PROBLEM STATEMENT: Skip every line before the one containing "Identify the hairy", then copy that line and the rest of the entries below exactly, through the last line.

Entries from a pointing dataset:
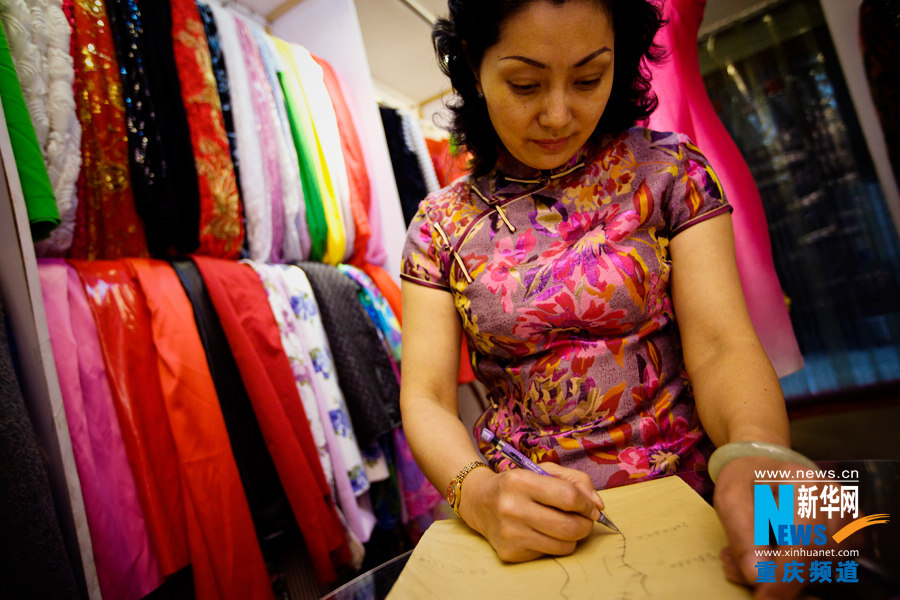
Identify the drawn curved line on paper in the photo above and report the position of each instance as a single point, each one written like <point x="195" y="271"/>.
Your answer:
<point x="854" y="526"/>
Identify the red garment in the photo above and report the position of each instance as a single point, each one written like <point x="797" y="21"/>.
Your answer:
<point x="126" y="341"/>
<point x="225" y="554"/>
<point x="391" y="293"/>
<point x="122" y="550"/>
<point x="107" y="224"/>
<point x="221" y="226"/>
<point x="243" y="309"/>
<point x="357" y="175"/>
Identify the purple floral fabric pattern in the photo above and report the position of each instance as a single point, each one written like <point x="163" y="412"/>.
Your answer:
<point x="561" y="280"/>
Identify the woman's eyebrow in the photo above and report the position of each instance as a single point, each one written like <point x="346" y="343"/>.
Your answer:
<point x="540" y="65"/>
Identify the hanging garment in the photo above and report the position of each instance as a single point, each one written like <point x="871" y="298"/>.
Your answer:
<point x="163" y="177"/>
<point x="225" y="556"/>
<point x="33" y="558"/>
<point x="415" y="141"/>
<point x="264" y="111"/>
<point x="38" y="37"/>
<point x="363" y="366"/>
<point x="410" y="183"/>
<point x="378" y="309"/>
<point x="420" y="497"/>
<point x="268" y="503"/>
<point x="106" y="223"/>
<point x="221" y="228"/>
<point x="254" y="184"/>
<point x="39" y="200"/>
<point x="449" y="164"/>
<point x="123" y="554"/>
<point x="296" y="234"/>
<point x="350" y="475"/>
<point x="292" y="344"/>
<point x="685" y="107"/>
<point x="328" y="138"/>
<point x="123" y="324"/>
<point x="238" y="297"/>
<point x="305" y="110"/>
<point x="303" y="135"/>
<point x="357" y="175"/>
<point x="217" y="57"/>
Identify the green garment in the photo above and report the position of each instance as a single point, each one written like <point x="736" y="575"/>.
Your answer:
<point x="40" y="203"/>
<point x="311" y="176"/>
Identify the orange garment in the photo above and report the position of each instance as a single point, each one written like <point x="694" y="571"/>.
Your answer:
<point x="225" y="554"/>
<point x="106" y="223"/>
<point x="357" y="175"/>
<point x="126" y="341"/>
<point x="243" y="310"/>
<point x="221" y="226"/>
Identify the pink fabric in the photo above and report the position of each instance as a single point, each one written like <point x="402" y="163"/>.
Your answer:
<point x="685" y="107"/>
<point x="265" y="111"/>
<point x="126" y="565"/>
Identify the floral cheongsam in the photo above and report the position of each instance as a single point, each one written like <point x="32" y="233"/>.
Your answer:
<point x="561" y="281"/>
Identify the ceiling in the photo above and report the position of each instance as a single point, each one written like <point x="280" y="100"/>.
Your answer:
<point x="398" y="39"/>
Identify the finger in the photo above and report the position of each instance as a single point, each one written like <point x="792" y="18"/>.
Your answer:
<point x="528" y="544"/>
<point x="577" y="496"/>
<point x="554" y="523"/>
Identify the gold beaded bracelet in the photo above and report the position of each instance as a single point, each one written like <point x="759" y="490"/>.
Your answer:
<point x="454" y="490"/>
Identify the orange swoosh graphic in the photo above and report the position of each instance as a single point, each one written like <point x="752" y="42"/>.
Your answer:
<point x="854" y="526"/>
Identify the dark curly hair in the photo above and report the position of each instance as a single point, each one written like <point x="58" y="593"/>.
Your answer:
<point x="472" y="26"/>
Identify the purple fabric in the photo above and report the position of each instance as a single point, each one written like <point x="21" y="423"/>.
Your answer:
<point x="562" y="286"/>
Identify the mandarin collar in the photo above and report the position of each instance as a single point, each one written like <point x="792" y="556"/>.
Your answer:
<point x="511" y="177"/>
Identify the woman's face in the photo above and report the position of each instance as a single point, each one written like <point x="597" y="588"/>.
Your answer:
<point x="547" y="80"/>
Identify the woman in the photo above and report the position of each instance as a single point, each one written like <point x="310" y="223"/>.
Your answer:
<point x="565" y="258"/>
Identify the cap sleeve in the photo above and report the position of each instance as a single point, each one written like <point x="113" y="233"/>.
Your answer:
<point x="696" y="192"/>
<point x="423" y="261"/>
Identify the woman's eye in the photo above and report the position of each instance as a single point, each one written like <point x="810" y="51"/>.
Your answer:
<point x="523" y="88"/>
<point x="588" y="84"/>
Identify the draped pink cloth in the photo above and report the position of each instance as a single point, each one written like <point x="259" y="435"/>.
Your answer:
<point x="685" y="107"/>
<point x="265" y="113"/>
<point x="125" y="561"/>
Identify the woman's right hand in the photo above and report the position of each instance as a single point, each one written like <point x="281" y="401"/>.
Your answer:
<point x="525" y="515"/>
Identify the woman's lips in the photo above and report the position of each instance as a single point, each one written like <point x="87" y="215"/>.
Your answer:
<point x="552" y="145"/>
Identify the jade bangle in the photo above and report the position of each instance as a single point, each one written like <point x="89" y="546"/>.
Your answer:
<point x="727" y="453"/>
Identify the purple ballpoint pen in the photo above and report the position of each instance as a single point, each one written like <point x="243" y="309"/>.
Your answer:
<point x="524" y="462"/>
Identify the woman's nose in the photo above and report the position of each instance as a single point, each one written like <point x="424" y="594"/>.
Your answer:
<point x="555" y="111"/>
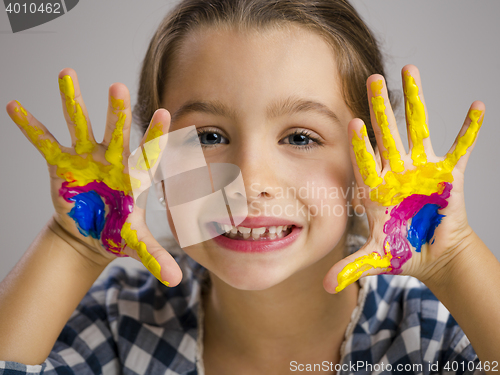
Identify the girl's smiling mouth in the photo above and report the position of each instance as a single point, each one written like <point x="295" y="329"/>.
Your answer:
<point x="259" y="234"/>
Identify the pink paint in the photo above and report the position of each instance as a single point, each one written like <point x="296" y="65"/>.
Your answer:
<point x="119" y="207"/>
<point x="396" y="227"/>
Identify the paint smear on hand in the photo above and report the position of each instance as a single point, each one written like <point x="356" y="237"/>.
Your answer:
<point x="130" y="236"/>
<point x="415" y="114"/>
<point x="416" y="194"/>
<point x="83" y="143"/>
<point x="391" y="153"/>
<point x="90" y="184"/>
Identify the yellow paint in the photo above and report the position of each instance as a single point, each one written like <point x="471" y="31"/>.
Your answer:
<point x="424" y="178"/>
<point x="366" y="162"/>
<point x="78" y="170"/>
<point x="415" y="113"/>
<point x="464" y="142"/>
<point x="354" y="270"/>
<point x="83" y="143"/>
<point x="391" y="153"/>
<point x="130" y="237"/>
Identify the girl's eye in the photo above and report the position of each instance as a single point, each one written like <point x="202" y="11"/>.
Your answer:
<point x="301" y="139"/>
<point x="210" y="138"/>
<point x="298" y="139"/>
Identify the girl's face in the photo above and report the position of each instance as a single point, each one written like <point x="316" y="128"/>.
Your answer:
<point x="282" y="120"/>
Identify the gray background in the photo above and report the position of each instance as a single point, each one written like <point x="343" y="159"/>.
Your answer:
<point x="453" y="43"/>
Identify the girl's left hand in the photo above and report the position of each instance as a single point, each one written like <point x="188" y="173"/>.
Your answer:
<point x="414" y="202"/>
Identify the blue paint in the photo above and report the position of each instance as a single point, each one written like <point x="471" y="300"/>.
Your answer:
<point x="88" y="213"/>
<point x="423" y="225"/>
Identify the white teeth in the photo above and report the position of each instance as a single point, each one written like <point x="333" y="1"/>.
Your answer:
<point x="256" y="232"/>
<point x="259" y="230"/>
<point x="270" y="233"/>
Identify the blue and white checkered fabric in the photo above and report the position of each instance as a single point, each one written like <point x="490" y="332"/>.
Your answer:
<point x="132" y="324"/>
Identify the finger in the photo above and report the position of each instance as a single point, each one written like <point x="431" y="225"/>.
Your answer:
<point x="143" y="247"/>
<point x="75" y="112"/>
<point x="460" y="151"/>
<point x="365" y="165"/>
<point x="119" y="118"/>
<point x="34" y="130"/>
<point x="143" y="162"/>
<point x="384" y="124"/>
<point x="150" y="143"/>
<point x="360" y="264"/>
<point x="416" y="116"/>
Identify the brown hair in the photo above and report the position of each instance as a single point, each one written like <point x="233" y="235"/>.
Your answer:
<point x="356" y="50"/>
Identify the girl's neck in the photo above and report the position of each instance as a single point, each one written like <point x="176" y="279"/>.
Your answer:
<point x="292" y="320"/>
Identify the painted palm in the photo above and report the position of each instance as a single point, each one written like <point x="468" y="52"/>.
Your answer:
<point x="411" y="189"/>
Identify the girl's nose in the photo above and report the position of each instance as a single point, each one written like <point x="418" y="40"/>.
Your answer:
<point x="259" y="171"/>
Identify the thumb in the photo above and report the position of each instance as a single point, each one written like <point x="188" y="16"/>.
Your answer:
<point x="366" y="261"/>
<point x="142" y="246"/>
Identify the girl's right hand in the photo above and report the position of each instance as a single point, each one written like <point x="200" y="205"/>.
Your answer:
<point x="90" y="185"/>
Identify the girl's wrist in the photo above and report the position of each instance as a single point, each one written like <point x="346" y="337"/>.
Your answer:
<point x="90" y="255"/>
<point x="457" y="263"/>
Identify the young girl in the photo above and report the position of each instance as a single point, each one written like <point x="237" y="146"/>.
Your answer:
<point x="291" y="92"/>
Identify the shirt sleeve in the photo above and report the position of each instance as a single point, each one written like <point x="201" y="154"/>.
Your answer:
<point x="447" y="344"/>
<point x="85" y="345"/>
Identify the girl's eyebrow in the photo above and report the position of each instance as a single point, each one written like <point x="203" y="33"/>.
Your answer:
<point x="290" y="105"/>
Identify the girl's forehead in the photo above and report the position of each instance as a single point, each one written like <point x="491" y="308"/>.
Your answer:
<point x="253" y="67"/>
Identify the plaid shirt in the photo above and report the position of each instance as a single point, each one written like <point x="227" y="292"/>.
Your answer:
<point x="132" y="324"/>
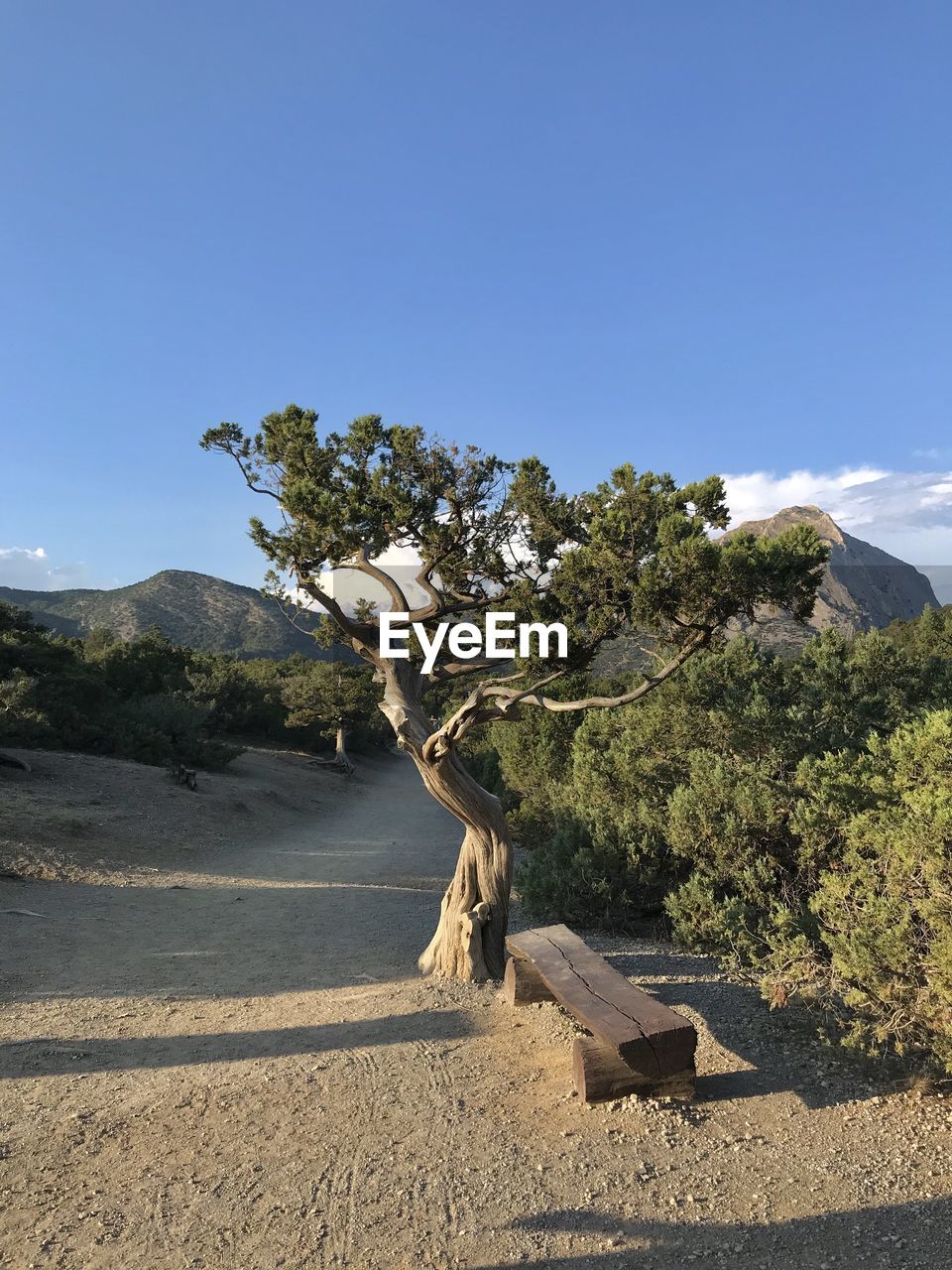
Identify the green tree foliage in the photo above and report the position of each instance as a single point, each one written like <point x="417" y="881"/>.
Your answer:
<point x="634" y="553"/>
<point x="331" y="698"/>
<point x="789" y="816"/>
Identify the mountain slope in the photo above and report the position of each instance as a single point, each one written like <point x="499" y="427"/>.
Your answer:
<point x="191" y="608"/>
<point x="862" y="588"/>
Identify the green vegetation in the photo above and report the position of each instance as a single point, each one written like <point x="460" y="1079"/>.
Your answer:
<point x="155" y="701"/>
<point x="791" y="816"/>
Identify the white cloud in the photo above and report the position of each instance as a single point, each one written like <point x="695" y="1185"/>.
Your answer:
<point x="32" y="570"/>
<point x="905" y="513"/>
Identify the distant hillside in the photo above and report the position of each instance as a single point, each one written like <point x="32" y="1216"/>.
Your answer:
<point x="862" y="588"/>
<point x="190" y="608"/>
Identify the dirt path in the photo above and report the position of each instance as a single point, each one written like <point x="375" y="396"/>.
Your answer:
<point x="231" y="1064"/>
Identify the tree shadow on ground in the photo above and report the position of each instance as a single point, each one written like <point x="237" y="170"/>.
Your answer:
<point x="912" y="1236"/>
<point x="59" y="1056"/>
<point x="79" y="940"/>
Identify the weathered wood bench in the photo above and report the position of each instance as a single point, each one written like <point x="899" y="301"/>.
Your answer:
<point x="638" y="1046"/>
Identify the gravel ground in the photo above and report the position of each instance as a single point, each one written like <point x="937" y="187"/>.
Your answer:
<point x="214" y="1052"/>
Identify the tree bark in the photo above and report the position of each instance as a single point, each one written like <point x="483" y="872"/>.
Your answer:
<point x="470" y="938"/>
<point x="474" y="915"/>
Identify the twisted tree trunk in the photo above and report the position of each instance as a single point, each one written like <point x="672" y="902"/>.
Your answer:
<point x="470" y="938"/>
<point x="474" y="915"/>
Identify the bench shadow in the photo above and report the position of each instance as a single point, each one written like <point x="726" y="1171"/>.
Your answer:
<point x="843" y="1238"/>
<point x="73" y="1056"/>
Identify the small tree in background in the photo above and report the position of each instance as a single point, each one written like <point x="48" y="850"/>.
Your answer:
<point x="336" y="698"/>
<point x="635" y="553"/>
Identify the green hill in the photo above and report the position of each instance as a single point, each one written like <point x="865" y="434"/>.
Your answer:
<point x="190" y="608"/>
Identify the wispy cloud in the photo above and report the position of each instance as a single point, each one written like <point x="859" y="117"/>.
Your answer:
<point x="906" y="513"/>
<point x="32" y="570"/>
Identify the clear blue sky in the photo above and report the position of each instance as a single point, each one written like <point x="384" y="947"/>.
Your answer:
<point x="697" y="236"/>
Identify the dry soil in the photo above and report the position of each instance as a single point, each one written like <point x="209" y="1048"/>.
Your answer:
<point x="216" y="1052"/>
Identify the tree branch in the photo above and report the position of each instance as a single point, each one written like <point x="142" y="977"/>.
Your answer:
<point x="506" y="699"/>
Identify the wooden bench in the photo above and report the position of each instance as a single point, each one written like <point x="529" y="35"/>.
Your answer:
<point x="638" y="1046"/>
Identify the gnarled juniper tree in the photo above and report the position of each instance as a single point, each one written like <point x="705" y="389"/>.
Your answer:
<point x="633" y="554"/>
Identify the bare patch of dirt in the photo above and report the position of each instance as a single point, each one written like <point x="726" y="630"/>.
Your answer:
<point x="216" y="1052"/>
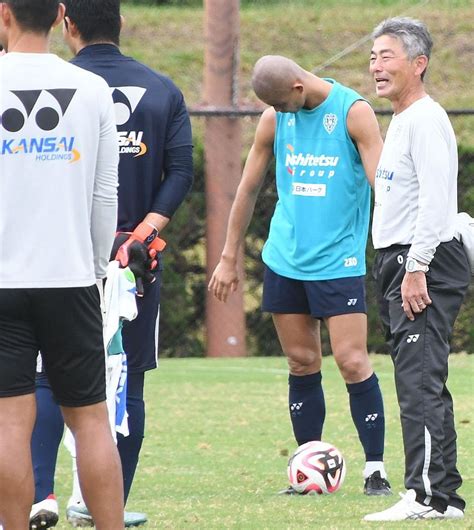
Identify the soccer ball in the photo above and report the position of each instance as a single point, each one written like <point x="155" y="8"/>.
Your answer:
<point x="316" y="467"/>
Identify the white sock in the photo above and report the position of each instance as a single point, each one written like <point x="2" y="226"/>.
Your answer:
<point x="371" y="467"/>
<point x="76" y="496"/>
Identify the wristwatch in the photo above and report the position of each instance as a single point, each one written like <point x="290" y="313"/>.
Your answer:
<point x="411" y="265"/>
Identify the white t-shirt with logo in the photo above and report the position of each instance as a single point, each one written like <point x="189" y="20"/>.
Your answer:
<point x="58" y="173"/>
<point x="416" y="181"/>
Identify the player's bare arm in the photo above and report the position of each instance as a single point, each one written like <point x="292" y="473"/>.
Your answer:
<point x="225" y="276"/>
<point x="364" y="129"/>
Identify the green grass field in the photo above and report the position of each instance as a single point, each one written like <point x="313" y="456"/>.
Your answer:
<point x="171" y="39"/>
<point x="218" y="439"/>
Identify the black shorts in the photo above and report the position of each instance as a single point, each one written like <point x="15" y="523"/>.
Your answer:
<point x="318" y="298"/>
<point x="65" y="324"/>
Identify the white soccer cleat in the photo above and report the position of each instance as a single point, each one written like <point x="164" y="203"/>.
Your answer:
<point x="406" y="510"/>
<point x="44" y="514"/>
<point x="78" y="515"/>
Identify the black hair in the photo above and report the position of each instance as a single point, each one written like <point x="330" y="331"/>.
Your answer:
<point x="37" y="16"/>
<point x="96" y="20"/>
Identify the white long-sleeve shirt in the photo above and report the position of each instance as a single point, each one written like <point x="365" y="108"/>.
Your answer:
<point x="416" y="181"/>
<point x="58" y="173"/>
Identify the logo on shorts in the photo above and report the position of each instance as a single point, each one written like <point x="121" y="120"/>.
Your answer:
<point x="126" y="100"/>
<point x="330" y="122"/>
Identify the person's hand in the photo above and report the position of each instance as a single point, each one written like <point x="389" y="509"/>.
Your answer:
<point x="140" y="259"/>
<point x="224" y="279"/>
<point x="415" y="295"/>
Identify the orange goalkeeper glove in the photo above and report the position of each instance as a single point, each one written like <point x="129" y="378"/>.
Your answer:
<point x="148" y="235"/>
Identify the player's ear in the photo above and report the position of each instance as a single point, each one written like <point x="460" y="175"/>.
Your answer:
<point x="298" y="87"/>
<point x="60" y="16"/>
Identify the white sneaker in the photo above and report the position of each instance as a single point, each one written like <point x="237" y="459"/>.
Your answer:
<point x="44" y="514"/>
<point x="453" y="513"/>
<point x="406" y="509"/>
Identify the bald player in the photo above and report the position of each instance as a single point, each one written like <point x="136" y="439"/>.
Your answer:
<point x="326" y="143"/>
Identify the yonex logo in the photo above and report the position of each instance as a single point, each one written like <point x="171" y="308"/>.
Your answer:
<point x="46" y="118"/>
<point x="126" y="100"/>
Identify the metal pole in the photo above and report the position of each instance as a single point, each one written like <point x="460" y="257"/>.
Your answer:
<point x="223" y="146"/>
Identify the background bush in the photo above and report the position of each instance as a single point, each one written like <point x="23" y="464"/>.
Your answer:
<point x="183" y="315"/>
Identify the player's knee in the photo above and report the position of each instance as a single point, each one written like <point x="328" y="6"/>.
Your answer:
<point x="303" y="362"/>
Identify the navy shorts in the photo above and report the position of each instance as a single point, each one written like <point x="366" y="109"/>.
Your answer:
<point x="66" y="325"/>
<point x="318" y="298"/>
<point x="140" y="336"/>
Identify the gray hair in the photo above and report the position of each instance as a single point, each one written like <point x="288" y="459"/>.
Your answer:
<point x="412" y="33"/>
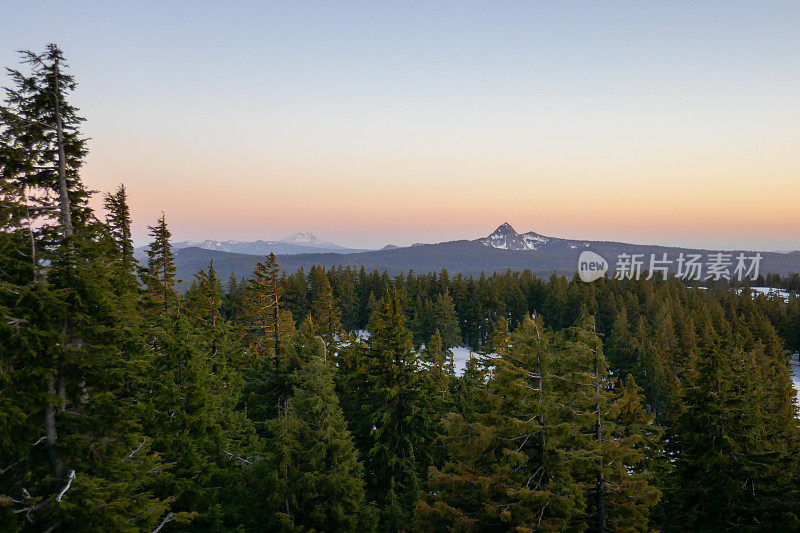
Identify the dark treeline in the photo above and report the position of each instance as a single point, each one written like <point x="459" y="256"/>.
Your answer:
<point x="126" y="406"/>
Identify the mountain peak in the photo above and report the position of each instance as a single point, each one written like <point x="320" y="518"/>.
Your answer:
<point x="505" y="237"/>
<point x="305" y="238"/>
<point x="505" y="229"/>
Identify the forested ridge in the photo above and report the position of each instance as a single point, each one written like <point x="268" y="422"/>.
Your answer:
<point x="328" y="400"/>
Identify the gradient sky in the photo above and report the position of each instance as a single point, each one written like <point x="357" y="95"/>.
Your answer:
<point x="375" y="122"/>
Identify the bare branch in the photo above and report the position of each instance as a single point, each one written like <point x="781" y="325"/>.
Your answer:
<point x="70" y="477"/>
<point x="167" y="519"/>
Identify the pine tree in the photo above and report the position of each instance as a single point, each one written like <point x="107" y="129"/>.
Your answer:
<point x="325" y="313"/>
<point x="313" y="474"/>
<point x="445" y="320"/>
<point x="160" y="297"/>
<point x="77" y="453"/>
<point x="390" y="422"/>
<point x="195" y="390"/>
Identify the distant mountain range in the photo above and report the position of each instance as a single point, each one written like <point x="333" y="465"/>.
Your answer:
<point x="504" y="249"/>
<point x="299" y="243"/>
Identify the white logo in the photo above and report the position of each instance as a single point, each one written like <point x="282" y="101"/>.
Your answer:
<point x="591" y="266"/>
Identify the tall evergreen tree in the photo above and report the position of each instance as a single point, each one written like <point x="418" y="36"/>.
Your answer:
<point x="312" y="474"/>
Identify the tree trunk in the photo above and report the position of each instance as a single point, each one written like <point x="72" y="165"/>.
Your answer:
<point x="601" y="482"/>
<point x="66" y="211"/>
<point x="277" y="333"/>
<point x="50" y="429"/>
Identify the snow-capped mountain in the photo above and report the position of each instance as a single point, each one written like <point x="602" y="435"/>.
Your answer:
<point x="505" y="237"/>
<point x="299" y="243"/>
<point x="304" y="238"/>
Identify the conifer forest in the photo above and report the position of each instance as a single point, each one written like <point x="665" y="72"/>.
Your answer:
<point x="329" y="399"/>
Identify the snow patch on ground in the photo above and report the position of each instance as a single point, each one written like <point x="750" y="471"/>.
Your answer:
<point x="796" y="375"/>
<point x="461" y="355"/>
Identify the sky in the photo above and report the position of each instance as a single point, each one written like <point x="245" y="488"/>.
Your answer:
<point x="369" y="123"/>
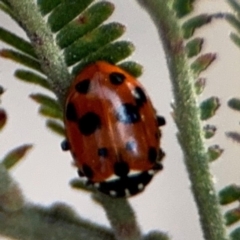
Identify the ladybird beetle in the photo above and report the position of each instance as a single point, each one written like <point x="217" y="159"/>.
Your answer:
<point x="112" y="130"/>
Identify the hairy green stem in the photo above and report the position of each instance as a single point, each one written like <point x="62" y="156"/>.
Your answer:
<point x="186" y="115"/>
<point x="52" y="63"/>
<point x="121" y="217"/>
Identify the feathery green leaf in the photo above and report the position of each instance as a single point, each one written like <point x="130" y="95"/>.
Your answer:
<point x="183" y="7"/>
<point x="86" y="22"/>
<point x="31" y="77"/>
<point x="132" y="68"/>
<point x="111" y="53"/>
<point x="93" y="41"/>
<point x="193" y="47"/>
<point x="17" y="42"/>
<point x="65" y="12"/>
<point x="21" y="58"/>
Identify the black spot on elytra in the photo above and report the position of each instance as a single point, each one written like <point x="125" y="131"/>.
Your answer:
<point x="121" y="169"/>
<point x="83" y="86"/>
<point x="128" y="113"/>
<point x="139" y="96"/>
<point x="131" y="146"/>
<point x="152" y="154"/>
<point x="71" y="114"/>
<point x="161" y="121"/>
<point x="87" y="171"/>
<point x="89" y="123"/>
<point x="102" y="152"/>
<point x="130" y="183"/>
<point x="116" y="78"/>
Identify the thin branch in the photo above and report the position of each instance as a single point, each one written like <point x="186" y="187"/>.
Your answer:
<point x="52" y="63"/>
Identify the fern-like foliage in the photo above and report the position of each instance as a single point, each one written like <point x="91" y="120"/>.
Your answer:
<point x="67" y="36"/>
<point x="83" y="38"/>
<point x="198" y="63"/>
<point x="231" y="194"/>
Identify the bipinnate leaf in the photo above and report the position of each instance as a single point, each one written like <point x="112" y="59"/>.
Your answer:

ANSWER:
Identify the hairy green stem in the photo above and report the position of each instance as a single point, each one written like <point x="62" y="156"/>.
Your answer:
<point x="186" y="115"/>
<point x="52" y="63"/>
<point x="121" y="217"/>
Identify the feathery green leaf in the photo above and report the position of each instance as a single point, each one written like <point x="130" y="95"/>.
Your answer:
<point x="183" y="7"/>
<point x="86" y="22"/>
<point x="31" y="77"/>
<point x="132" y="68"/>
<point x="111" y="53"/>
<point x="93" y="41"/>
<point x="193" y="47"/>
<point x="17" y="42"/>
<point x="65" y="12"/>
<point x="21" y="58"/>
Identify the black spot on elytra in the photo above and report the position of each instance as a single point, each one written like <point x="125" y="131"/>.
Your answer:
<point x="121" y="169"/>
<point x="83" y="86"/>
<point x="128" y="113"/>
<point x="139" y="96"/>
<point x="131" y="146"/>
<point x="152" y="154"/>
<point x="71" y="114"/>
<point x="161" y="121"/>
<point x="87" y="171"/>
<point x="89" y="123"/>
<point x="102" y="152"/>
<point x="130" y="183"/>
<point x="116" y="78"/>
Identify the thin branch in the photo above and report the position of each instance as a single point, each one written like <point x="186" y="187"/>.
Your answer:
<point x="52" y="63"/>
Identify the fern-like foliage in the photo above and report the position of each instance as a single point, each one written like <point x="91" y="120"/>.
Your answer:
<point x="67" y="36"/>
<point x="83" y="38"/>
<point x="198" y="63"/>
<point x="231" y="194"/>
Identify the bipinnate leaf in the photo above and report the position of each instance as a single point, each one written like <point x="112" y="59"/>.
Your answer:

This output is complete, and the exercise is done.